● Objective
Rewrite the material below, from its start through the line with "[30,192,450,299]", replacing "riverbank" with "shoreline" and leaving everything else unchanged.

begin

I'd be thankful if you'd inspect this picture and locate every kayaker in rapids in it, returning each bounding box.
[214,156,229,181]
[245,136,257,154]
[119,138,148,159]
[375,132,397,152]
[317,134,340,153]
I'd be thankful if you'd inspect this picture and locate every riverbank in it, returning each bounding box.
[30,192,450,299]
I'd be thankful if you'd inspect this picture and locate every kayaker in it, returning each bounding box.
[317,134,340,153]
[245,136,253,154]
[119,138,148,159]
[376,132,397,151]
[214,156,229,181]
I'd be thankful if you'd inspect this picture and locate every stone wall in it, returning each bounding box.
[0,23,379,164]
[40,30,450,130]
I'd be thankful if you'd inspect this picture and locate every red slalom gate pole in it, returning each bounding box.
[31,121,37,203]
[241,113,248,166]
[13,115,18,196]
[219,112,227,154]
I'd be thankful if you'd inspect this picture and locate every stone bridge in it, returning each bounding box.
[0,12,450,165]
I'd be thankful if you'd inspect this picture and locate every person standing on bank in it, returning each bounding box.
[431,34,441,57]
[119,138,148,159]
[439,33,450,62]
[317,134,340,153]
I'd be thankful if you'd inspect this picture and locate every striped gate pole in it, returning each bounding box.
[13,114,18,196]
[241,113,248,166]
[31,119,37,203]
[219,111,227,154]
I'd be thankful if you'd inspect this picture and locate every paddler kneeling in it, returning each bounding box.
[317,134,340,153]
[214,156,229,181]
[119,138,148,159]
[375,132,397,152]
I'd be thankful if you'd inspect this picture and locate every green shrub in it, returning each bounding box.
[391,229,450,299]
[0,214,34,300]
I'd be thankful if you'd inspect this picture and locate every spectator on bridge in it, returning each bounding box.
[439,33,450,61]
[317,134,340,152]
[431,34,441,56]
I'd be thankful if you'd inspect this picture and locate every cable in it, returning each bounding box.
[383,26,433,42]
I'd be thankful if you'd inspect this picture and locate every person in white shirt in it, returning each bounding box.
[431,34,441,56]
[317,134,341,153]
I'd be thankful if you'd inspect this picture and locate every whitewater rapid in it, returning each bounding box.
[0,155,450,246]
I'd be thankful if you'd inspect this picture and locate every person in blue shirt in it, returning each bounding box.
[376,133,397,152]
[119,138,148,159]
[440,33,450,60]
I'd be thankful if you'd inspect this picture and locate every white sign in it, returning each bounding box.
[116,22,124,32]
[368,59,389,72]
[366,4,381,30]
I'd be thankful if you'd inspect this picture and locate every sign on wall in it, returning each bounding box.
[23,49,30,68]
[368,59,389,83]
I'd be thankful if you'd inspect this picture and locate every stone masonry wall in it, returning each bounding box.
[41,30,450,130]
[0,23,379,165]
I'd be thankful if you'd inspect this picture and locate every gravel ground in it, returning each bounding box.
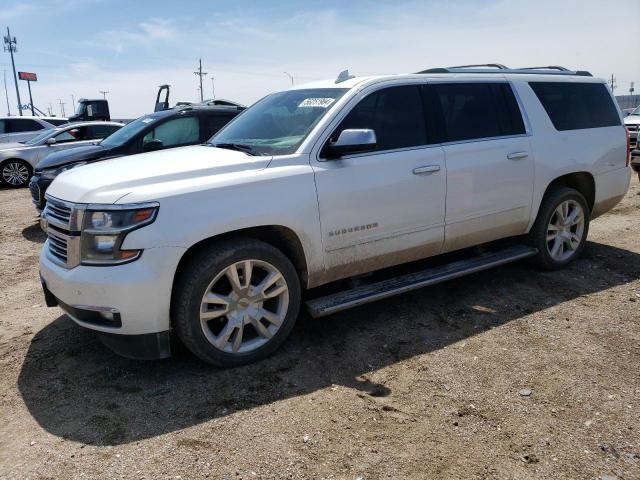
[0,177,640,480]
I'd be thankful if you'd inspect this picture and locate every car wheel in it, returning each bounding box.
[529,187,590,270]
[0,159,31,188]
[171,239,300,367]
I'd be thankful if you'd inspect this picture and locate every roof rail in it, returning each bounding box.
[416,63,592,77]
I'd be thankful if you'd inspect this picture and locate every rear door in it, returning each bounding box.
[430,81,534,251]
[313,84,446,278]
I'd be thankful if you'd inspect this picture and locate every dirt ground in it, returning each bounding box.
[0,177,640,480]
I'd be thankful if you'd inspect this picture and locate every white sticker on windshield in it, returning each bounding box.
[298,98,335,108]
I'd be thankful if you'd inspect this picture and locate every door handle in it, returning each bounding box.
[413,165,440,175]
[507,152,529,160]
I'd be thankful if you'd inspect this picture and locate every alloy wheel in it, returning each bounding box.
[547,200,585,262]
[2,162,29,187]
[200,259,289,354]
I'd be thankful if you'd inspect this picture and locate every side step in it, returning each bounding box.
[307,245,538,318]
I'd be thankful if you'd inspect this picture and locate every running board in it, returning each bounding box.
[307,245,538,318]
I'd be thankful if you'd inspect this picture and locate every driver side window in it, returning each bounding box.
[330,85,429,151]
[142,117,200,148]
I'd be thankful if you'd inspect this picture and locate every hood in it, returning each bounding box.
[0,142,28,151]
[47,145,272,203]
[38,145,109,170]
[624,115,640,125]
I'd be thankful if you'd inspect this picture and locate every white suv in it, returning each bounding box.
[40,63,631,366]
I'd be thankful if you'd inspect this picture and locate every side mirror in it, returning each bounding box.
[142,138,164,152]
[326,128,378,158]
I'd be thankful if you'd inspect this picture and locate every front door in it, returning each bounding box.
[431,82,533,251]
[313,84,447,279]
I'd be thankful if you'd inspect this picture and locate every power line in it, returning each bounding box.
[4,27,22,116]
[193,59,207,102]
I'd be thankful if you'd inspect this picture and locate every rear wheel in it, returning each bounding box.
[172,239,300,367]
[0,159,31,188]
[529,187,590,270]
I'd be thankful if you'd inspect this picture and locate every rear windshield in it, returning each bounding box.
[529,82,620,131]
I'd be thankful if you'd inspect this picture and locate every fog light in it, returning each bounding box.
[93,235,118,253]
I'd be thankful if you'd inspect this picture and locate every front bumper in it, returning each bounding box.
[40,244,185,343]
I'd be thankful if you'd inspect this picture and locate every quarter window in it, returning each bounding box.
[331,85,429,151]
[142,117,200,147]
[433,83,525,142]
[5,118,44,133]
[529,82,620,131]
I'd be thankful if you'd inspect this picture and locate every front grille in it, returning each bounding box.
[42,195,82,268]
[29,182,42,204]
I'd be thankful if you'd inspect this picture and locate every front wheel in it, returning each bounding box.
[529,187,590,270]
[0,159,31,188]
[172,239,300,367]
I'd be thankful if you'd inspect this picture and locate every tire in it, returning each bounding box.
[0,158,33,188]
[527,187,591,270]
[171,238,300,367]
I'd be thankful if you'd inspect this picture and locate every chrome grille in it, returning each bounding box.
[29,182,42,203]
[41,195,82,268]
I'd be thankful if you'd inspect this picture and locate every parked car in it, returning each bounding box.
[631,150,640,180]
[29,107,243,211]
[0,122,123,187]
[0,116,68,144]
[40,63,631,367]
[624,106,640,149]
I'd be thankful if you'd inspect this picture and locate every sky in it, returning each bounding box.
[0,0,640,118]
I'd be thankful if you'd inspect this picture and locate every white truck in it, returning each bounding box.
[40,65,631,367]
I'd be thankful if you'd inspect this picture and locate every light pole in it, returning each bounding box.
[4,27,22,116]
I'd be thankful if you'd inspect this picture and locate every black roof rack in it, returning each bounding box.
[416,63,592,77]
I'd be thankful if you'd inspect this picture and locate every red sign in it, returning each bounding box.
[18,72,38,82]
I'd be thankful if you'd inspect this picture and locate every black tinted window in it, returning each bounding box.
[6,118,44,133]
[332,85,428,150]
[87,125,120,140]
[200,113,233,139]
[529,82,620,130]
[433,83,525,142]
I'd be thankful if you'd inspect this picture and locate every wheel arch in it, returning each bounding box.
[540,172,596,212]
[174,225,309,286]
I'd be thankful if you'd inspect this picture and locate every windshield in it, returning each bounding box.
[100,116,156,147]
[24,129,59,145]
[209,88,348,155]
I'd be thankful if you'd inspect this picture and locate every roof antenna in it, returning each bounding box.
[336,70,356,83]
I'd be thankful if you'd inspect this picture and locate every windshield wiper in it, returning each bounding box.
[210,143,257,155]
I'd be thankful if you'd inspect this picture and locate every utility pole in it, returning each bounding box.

end

● Correct output
I'd be thankful if you'd inspect this picture and locate every kayaker in rapids in it, returning each bounding box.
[214,156,229,181]
[245,136,257,154]
[119,138,148,159]
[375,132,397,152]
[317,134,340,153]
I'd be thankful if you'd inspect this picture and locate every shoreline in it, returning each bounding box.
[30,192,450,299]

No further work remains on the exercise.